** BEGIN Exercise data **

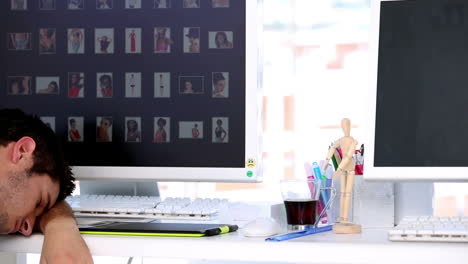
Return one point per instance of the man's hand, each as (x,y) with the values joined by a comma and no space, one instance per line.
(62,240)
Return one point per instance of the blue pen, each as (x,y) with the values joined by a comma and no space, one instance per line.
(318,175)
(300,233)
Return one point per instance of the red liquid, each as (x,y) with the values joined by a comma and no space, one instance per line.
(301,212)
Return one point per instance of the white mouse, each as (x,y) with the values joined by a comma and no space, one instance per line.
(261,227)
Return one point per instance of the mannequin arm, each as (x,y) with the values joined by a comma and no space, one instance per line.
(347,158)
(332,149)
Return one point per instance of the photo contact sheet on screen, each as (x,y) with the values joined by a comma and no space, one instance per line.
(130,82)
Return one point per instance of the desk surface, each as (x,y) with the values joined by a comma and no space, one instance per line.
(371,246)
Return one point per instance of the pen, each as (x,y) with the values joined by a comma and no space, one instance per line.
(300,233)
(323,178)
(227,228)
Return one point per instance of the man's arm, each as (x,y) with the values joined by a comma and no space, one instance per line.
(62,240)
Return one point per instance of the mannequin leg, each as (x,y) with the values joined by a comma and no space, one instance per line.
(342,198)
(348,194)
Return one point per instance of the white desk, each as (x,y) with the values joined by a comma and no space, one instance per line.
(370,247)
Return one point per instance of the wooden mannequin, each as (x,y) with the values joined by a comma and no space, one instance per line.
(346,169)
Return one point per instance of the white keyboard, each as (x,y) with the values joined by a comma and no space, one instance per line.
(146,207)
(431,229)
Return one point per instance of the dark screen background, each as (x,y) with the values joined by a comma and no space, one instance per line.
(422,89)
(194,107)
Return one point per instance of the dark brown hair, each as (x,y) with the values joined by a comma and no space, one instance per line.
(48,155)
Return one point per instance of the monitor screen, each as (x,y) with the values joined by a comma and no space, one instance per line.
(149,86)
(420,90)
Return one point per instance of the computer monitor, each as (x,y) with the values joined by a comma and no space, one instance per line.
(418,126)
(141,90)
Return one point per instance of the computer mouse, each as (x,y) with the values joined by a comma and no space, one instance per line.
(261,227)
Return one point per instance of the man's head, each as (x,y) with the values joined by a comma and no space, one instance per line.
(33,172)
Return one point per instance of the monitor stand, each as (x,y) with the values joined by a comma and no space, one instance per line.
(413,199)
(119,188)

** END Exercise data **
** BEGIN Exercise data **

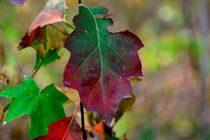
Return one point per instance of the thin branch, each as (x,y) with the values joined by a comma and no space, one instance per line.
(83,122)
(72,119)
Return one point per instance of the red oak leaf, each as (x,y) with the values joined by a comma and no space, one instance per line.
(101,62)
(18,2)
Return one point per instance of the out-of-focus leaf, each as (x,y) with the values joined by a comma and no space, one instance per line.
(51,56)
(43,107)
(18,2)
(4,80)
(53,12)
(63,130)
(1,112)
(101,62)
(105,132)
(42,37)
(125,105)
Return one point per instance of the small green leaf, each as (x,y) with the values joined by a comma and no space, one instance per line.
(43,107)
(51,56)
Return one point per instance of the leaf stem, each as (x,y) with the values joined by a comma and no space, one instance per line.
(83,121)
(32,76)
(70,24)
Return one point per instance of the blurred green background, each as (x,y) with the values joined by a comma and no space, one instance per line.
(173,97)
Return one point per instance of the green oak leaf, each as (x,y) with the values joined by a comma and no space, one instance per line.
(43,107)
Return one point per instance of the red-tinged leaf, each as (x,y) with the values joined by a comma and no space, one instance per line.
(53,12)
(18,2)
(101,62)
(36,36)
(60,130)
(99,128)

** END Exercise data **

Exercise brief>
Pull out each line of the material above that contains the word "green" and copy it in full. Match case exactly.

Output of the exercise>
Return one point per instance of the small green leaf, each as (x,y) with the values joined by a comma and no space, one instance per line.
Return one point per instance of the blurred green background, each as (x,y) with the values joined by a comma and no space, one instance per line.
Return one point per instance of the green oak leaf, each as (x,y) with the values joined by a comma and no space, one instance per line.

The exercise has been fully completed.